**Aim:** Copy out each of the records below word for word, changing nothing.
___ Dataset extract
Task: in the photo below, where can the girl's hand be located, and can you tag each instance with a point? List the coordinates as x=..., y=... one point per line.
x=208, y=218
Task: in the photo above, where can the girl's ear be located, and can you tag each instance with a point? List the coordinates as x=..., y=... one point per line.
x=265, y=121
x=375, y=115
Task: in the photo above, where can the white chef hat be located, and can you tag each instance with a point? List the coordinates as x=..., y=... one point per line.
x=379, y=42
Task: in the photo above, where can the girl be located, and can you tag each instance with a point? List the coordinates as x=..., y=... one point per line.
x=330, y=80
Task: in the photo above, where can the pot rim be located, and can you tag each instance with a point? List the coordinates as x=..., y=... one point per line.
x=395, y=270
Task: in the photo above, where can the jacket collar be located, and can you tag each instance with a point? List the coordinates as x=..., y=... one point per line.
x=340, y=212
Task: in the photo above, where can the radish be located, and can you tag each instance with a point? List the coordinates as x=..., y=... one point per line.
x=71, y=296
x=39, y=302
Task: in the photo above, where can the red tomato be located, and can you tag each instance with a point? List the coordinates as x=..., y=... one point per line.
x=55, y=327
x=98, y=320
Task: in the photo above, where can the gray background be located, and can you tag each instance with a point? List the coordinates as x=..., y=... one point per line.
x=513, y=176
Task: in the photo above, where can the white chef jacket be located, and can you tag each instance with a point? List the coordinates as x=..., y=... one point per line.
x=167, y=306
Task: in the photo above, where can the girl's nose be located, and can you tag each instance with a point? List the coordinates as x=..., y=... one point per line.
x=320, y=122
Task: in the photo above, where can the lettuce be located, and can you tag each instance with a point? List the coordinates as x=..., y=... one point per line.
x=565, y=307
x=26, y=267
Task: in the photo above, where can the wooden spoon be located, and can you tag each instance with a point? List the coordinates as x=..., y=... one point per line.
______
**Complete response:**
Task: in the photo below, where can the girl's hand be located, and can you tag each instance with a point? List the coordinates as x=..., y=... one point per line.
x=208, y=218
Task: in the photo above, where can the girl's ear be located, and can you tag each instance with a point? List the coordinates as x=..., y=... one point per line.
x=265, y=121
x=375, y=115
Task: in the photo above, where can the white chef hat be located, and can you tag each instance with a point? List the coordinates as x=..., y=... one point per line.
x=379, y=42
Task: in the photo above, where can the girl be located, and can you tag each instance with a point? List the coordinates as x=..., y=... one point per line.
x=330, y=80
Task: in the photo above, where can the pot rim be located, and can you tag each instance with a point? List the coordinates as x=..., y=... one point per line.
x=395, y=270
Task: in the photo above, where can the jacket collar be located, and can you tag each instance with a point? List the coordinates as x=..., y=... one point per line.
x=340, y=212
Task: in the photo above, where can the radish be located, and can you tag each instance with a point? List the coordinates as x=..., y=... one point per line.
x=71, y=296
x=39, y=302
Task: in the photo above, where can the red tomato be located, and can you tag each instance with a point? List the coordinates as x=..., y=... one point per line.
x=55, y=327
x=98, y=320
Task: in the photo above, where can the gray background be located, and can you tag each instance with a point? List the coordinates as x=..., y=... one point per line.
x=513, y=176
Task: in the photo above, where can the white chef jacket be located, and can you tag each instance with a point? List the coordinates as x=..., y=... one point per line.
x=167, y=306
Task: in the photo above, where can the girl's nose be located, and can you tag each instance with a point? List the coordinates as x=..., y=... one point per line.
x=320, y=122
Task: in the photo above, where can the lettuce be located, and can you tag each instance with a point? List the coordinates as x=..., y=... one point per line.
x=565, y=307
x=26, y=267
Task: in the photo above, where can the wooden spoon be located, and can you tag each instance with a point? List the coordinates as x=..., y=... one point per line.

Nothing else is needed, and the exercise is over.